→ **Stated task**: Reproduce the rows below, replacing every instance of "annotate" with "label" and leaving all other text unchanged.

BEGIN Records supplied

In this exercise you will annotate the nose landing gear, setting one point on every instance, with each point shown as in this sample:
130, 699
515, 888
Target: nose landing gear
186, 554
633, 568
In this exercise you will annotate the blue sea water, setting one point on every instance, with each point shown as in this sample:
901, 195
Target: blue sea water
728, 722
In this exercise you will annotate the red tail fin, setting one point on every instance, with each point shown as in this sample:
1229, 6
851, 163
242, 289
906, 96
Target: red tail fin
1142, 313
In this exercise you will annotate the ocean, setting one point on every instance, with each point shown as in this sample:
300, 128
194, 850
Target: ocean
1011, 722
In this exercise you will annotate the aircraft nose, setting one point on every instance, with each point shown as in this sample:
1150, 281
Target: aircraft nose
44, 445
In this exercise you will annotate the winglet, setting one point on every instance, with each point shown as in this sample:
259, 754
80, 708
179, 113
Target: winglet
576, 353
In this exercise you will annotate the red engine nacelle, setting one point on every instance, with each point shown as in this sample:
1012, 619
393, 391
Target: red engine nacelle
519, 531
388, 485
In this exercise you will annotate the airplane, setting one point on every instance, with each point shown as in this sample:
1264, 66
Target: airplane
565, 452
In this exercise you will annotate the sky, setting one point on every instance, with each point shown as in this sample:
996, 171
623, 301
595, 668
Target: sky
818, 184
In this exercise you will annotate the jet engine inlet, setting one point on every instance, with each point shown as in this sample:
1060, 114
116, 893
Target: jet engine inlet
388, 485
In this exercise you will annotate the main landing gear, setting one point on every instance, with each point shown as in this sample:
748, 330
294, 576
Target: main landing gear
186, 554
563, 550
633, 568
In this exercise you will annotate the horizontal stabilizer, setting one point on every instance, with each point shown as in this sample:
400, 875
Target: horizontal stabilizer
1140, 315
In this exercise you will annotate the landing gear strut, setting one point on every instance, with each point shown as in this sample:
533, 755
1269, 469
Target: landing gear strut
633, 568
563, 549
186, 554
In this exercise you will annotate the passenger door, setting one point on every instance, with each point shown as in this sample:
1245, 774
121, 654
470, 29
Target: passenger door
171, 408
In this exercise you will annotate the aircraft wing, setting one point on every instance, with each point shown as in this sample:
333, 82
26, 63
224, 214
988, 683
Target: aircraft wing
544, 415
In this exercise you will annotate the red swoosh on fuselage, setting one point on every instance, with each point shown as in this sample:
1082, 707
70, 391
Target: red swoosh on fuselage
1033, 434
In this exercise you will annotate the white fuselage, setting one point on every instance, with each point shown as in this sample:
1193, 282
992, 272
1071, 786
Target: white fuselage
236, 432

END Records supplied

→ **Response to the exercise**:
In this exercise you will label the nose landing gear, setting one point on every instance, with each point shown as in this sample:
130, 699
515, 888
Target: nose landing gear
186, 554
633, 568
In this exercise you will label the blue sea water, setting one point on every instance, with each point shown as in this sample:
901, 195
Target: blue sea water
728, 722
In this exercise you will label the red tail fin, setting one point on every instance, with each point shown as in this sample:
1229, 6
851, 163
242, 289
906, 96
Target: red tail fin
1142, 313
In this exercise you will label the ocean, setting one point on every instance, with each point shown as in this sample:
300, 128
194, 850
Target: ocean
1011, 722
In this exercise you will label the aircraft nose, setting one point on every instance, with each point shown as in this sample:
1150, 281
Target: aircraft nose
44, 445
In this exercise you will label the winglet, setting one point on every instance, with each point shown as in this sample:
259, 754
80, 708
179, 113
Target: winglet
576, 353
In this exercise you will label the red engine nacelle, setting one point on every instance, with each point shown as in this sample:
1012, 619
393, 391
Target: red engine nacelle
519, 531
388, 485
In this exercise you will label the airplane, setting one point on every instance, with each point shown as in this sample:
1264, 66
Target: airplane
565, 452
In this exercise you will label the sky, setting one point on every instance, with each point shown as in this sample:
996, 171
623, 301
595, 668
Target: sky
818, 184
In this exercise you will label the jet engine inlet, setting one point on every instance, with each point shown as in this sample:
1060, 114
116, 893
Target: jet engine inlet
388, 485
In this exercise you will label the main landing gear, setting one point on every instance, with each point shown as in this sample:
748, 330
294, 576
Target: main landing gear
186, 554
563, 550
633, 568
In this exercise you will label the horizontal stabilizer, setting one point on every instance, with each point shown as in this sample:
400, 875
Target: horizontal stabilizer
1140, 315
In this exercise you will label the landing gear strut, setting one point on every instance, with each point shown as in this sample:
533, 755
1269, 469
Target: landing gear strut
633, 568
563, 549
186, 554
In this exercise you will label the passenger door, setting one point on every instance, with each point shown as in this sample:
1245, 774
121, 654
470, 29
Target: passenger door
171, 408
In this exercise you will label the aircraft wing, setting one point on every instance, with each point shown as in this sample:
333, 82
26, 63
224, 214
988, 683
Target: aircraft wing
544, 415
In this exercise you will label the red swoosh on fuselage, setting one point on every instance, with each point shown as in this sample:
1082, 707
70, 391
Target: red swoosh on fuselage
1033, 434
In this exercise you will label the white fuselage, setting one point on every instance, with each point shown as in this sample:
1193, 282
992, 272
1071, 786
Target: white fuselage
236, 432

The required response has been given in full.